HMGNs are known to specifically recognize the generic structure of the 147-bp CP, the building block of the chromatin fiber. Mobility shift assays (15) revealed that at a physiological salt concentration (150 mM NaCl), the HMGN variants bound specifically to CPs and formed complexes that contained only one type of HMGN protein. Accordingly, the addition of an equimolar mixture of HMGN1 and HMGN2 to CPs resulted in complexes that contained one CP and two molecules of either HMGN1 or HMGN2. CP complexes that contained one molecule of HMGN1 and one of HMGN2 were not detected (29). Likewise, the addition of HMGN2 and mHMGN5 to purified CPs resulted in complexes that contained either two molecules of HMGN2 or two molecules of mHMGN5 (34). These studies suggested that each HMGN variant has unique properties and forms specific complexes with CPs.

Information provided ::
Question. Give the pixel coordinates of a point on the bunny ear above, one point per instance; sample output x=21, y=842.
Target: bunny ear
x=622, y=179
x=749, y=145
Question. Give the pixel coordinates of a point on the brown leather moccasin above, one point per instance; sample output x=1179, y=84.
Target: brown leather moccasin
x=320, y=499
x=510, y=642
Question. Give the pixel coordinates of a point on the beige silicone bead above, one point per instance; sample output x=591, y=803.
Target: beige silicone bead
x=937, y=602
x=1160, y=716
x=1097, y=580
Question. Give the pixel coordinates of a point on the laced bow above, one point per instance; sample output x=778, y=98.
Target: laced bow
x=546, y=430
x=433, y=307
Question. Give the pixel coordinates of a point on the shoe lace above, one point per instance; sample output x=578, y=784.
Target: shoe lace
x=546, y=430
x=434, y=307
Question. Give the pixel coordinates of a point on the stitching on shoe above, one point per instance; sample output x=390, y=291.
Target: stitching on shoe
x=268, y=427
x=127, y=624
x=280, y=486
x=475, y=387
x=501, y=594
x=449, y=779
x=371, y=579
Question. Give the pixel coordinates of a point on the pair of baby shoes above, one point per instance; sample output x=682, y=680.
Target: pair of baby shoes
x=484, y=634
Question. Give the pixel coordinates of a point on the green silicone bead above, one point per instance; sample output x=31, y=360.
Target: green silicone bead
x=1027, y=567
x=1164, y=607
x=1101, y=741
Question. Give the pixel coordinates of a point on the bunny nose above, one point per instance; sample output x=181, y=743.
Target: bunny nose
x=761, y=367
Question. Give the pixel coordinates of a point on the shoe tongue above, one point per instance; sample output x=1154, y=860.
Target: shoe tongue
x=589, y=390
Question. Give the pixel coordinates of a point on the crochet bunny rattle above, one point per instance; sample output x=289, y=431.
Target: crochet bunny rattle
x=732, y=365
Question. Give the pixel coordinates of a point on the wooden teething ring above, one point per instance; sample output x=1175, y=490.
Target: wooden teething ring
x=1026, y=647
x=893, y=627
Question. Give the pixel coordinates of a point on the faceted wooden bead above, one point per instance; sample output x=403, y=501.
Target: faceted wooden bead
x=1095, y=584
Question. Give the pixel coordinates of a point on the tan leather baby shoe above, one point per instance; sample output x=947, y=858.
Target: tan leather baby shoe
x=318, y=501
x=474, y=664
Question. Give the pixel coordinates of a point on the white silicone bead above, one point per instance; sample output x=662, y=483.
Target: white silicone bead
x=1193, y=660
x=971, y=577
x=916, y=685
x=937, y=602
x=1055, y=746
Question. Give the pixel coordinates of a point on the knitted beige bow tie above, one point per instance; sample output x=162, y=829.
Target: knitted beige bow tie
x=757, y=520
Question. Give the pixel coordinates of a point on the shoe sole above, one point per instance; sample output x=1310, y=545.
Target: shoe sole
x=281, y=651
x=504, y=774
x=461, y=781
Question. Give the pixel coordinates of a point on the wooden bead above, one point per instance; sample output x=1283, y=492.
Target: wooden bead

Problem set ::
- A) Duplicate the portion of the HMGN binding passage that begins at the words "HMGNs are known" and stops after the words "complexes with CPs.".
- B) According to the HMGN binding passage, what salt concentration was used in the mobility shift assays?

Solutions per task ::
- A)
HMGNs are known to specifically recognize the generic structure of the 147-bp CP, the building block of the chromatin fiber. Mobility shift assays (15) revealed that at a physiological salt concentration (150 mM NaCl), the HMGN variants bound specifically to CPs and formed complexes that contained only one type of HMGN protein. Accordingly, the addition of an equimolar mixture of HMGN1 and HMGN2 to CPs resulted in complexes that contained one CP and two molecules of either HMGN1 or HMGN2. CP complexes that contained one molecule of HMGN1 and one of HMGN2 were not detected (29). Likewise, the addition of HMGN2 and mHMGN5 to purified CPs resulted in complexes that contained either two molecules of HMGN2 or two molecules of mHMGN5 (34). These studies suggested that each HMGN variant has unique properties and forms specific complexes with CPs.

- B) A physiological salt concentration of 150 mM NaCl.